======== Text passage ========
Rabbi Phyllis Berman & Rabbi Arthur Waskow, 8/5/2003
The two of us, sometimes separately and sometimes together, officiate at a very few marriages each year — some of them same-sex marriages. We have worked out a number of practices we recommend or to or require of the couples, and for same-sex marriages these need some special emendations. (Some different-sex couples prefer some aspects of these as well.)
The three most important are:"tennai kiddushin," conditions especially regarding possible divorce, etc; a "real-life ketubah," commitments about the everyday aspects of a marriage -- money, sex, children, etc; the "sheva brachot," seven blessings that celebrate the marriage. Our notes on each are below.
======== Given information ========
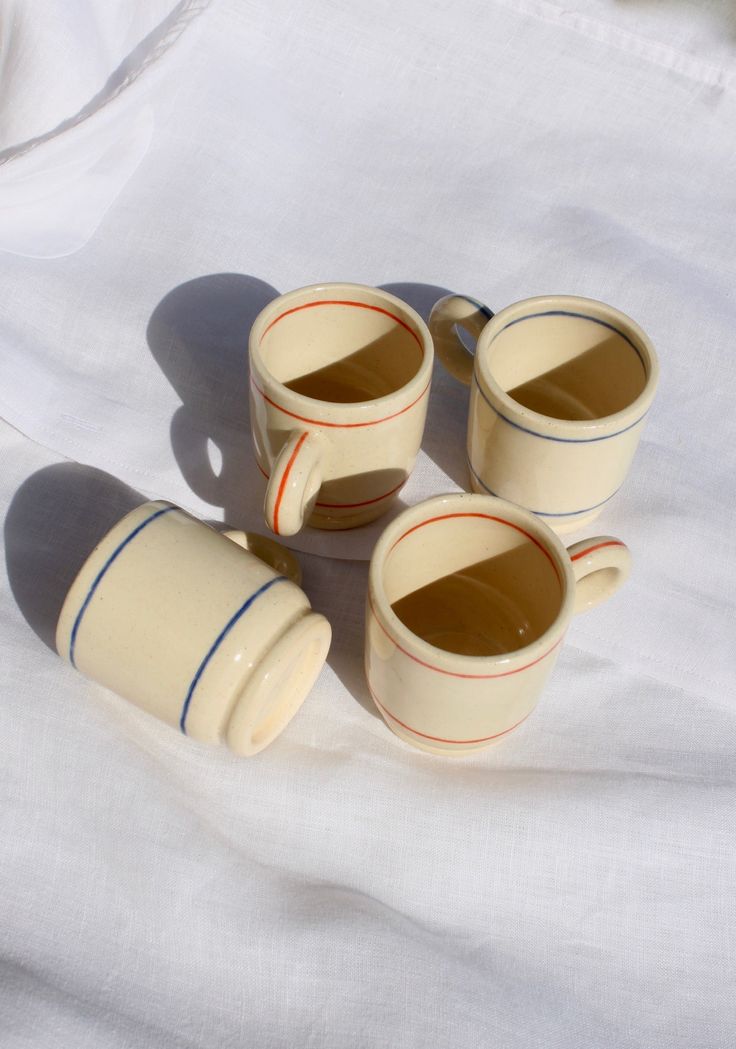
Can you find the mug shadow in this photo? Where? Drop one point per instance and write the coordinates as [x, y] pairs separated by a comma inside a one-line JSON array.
========
Exercises.
a – In the marriage practices passage, what are the "sheva brachot"?
b – Reproduce the marriage practices passage from "Rabbi Phyllis Berman" to "these as well.)".

Written answers.
a – Seven blessings that celebrate the marriage.

b –
Rabbi Phyllis Berman & Rabbi Arthur Waskow, 8/5/2003
The two of us, sometimes separately and sometimes together, officiate at a very few marriages each year — some of them same-sex marriages. We have worked out a number of practices we recommend or to or require of the couples, and for same-sex marriages these need some special emendations. (Some different-sex couples prefer some aspects of these as well.)